**SHORT TASK**
Pictures are not part of the answer. Return the lines from the one containing "the red book" through the end of the data, both included, exactly as they appear.

**DATA FOR THE TASK**
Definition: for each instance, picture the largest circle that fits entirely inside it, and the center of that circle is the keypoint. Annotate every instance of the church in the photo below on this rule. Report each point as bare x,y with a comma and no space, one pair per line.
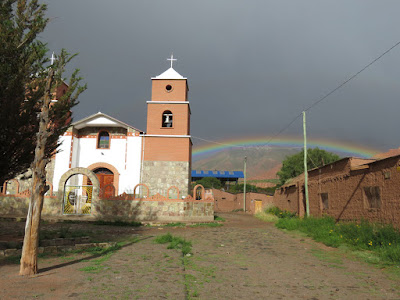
123,156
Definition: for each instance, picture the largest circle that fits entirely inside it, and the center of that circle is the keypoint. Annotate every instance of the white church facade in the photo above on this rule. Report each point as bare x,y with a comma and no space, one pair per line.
110,148
123,156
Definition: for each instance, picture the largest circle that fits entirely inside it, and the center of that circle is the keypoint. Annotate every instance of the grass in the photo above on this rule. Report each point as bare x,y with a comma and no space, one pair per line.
376,243
219,219
118,223
178,224
211,224
175,243
63,232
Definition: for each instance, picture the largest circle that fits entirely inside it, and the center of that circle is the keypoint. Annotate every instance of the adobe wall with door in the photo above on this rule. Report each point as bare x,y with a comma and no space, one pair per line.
158,208
349,191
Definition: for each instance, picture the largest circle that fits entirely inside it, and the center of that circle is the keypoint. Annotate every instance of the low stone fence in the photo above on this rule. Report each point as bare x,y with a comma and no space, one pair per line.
151,209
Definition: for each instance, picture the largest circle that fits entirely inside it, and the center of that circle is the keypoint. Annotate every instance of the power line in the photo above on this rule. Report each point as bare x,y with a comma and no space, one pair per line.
318,101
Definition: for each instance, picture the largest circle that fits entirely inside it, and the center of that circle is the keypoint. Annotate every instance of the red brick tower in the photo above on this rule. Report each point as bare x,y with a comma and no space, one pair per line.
167,143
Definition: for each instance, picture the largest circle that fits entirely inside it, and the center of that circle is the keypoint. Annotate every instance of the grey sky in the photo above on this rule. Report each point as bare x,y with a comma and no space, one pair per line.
252,65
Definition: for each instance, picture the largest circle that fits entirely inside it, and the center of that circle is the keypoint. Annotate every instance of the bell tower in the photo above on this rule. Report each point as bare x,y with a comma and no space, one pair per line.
167,151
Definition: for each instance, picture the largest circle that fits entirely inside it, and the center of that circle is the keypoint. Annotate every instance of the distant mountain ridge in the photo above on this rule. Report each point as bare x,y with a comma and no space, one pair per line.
262,162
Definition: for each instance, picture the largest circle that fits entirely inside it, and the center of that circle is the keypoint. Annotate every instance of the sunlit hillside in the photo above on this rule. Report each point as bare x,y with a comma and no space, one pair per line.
262,162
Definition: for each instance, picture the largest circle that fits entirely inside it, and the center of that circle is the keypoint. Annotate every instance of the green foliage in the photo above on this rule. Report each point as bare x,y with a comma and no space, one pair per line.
175,243
293,165
118,223
382,240
210,183
24,73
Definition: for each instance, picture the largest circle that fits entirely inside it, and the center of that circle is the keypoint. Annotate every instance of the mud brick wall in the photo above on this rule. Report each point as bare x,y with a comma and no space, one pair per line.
346,196
14,206
343,183
114,209
160,175
287,198
154,211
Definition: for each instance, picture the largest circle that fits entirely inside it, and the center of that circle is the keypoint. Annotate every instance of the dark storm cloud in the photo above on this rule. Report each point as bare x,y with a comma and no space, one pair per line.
252,65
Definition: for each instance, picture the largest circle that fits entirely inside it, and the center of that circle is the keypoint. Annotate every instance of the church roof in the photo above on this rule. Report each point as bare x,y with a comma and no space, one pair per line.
101,120
169,74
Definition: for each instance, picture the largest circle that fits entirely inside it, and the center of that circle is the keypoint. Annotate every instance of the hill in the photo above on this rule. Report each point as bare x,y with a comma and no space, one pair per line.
262,162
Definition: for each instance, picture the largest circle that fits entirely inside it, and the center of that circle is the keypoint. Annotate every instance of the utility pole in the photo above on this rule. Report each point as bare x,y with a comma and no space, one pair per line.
305,166
244,187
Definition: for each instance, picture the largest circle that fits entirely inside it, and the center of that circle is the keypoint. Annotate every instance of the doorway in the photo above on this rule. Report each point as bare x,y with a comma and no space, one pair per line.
106,180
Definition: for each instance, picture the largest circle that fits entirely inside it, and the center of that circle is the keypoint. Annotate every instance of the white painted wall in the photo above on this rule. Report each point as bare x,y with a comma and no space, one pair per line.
124,155
61,164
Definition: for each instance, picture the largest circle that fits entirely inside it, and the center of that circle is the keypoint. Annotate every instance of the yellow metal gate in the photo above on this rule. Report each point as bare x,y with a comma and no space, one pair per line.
257,206
77,199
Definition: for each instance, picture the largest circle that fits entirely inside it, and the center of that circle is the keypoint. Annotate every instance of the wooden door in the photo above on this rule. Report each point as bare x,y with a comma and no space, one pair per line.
105,181
257,206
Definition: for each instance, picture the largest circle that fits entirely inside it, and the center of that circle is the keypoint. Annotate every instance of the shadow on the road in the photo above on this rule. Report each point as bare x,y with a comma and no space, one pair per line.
88,258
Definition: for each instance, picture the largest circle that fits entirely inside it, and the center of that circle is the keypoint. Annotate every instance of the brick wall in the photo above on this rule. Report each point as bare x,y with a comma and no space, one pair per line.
343,185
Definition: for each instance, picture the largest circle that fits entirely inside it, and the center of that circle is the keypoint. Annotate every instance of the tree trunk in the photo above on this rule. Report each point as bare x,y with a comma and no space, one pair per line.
31,239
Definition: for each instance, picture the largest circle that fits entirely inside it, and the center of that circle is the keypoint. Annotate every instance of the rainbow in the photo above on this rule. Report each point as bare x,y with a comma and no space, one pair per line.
339,147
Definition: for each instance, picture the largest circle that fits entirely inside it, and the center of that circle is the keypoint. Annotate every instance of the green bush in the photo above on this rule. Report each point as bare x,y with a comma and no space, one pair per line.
382,240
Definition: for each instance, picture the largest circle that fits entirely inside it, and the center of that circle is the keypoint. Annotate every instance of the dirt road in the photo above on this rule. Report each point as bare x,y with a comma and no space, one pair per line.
243,259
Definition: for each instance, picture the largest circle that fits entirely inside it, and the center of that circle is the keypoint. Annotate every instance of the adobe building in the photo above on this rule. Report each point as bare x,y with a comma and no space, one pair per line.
348,189
108,169
167,145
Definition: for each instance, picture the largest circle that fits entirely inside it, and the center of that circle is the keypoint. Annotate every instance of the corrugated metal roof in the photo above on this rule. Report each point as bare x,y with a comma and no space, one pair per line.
218,174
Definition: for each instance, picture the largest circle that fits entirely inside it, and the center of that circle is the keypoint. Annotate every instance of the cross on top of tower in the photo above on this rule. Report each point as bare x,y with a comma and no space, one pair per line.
172,59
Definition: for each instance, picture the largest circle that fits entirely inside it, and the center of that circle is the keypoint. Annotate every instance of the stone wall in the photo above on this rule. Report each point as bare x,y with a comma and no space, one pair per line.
160,175
148,210
17,206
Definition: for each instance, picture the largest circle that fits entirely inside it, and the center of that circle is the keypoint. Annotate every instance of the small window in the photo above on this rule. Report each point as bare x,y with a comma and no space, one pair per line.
103,141
167,119
324,201
372,196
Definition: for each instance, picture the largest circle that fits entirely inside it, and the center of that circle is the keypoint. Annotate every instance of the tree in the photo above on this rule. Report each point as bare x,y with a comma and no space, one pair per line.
210,182
293,165
30,123
21,60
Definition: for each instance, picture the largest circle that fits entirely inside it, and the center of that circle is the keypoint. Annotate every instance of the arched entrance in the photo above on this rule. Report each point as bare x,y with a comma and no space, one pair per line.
108,176
106,180
77,198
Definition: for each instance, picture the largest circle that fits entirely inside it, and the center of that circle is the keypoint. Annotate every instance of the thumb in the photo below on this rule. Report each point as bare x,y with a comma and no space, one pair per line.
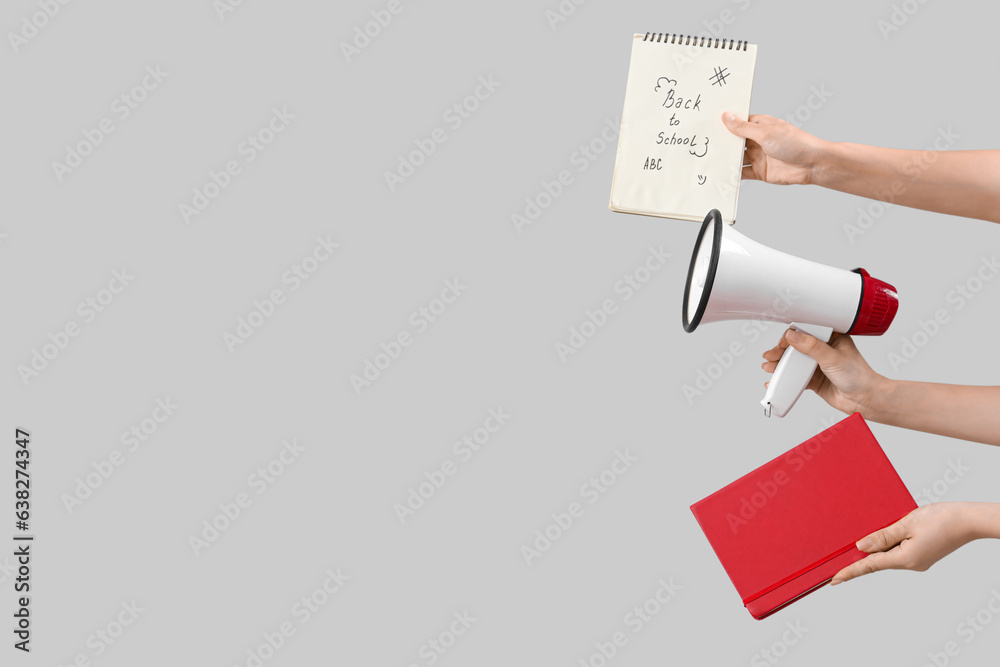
740,127
814,347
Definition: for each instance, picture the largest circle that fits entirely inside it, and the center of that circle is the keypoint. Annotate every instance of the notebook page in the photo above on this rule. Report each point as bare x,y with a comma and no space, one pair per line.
675,157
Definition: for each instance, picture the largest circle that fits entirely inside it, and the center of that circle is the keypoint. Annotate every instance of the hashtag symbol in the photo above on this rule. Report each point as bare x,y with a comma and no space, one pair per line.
719,76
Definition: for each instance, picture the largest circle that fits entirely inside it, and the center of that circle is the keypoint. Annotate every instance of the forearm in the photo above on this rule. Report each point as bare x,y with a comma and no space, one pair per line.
964,183
984,520
956,411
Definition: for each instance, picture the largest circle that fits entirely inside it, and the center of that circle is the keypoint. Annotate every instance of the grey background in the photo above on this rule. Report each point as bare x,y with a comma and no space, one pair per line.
162,337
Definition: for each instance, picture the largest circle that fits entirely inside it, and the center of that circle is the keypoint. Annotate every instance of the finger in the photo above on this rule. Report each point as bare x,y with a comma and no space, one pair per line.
812,346
741,128
886,538
773,354
889,560
816,382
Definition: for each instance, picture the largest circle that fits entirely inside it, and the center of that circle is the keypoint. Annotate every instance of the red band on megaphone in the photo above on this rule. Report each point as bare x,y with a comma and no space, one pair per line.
879,303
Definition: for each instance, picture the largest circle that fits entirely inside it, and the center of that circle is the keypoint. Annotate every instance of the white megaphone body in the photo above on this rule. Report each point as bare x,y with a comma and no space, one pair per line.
734,278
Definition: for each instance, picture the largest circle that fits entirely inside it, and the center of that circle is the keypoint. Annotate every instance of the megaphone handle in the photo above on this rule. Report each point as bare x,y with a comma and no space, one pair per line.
792,375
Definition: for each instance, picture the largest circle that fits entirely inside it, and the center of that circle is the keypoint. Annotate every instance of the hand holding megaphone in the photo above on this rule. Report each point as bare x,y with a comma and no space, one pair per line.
732,277
843,378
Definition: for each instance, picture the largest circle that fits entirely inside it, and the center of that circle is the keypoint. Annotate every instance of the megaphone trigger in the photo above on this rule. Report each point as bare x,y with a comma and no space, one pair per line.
792,375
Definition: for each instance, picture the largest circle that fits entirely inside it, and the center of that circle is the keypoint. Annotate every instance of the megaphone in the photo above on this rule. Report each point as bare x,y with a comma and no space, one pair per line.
732,277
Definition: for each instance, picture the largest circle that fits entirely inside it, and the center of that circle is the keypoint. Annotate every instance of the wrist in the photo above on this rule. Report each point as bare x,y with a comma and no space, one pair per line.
879,403
824,167
982,520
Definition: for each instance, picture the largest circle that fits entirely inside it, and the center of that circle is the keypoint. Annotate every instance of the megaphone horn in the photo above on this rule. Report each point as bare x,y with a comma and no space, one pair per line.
732,277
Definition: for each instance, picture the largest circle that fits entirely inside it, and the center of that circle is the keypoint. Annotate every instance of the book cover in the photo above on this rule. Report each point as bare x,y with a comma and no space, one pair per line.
783,530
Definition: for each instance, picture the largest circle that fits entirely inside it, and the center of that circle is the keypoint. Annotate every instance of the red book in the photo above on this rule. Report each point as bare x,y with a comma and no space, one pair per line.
783,530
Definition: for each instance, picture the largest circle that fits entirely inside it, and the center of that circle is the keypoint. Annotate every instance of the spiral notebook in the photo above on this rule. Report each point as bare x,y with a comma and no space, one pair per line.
675,157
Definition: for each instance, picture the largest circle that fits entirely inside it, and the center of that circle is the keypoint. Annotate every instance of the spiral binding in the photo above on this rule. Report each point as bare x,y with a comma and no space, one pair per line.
688,40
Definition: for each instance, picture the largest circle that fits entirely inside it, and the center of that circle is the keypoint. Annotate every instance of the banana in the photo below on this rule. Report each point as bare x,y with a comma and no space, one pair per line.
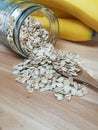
70,29
85,10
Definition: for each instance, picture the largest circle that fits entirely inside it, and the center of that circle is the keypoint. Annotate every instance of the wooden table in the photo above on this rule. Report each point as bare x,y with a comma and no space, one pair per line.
41,111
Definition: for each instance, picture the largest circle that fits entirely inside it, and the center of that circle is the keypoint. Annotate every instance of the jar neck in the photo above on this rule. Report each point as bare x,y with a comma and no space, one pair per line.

**EXERCISE SOLUTION**
Definition: for each instance, picture the largest circle that fits entirely inside it, and the center of that circle is the keypoint. Annotate every instance of the red book in the photo above on this rule. Report each point as bare x,y with a comma and no space, one pair per line.
783,530
Definition: for each instance, picture the largest circle that fits entirely inside it, and the center of that circle is the keypoint. Annotate every instance of the spiral notebook in the photo above on this rule. Report each point as bare x,y with a comma and no space, one pair per line.
675,157
Definition: for each instance, picture the largest circle that fits entirely inside it, and the center of that circle is the keypoint. Annotate every instance of the spiral binding in the photo above on this rule. Report each point as bare x,y with a comma and no space, one pair per line.
688,40
Definition: for each instance, picture the largest circle that fits entirely inside it, and the center of that circle is the keypoint. Annotate every instance of the banana in the photo below on this rule. Report each point as bare x,y with a comma and no space, one pair per line.
70,29
85,10
Definition: for each instance, picture the largest circle that fits entirely inside it, and the center of that circle is the keypoint. Annotate every instance of the wooden table in the photo above on this rule. Report each point as bare x,y with a comma and no space, one pair per line.
41,111
Definition: for each instance, picture the largest circle that fits entirely inside it, and the center of that circle is the keypoint. Annotate every instance of the jar neck in the photo above on this rule. Report each point as bare x,y with a comma and no space, one pair per line.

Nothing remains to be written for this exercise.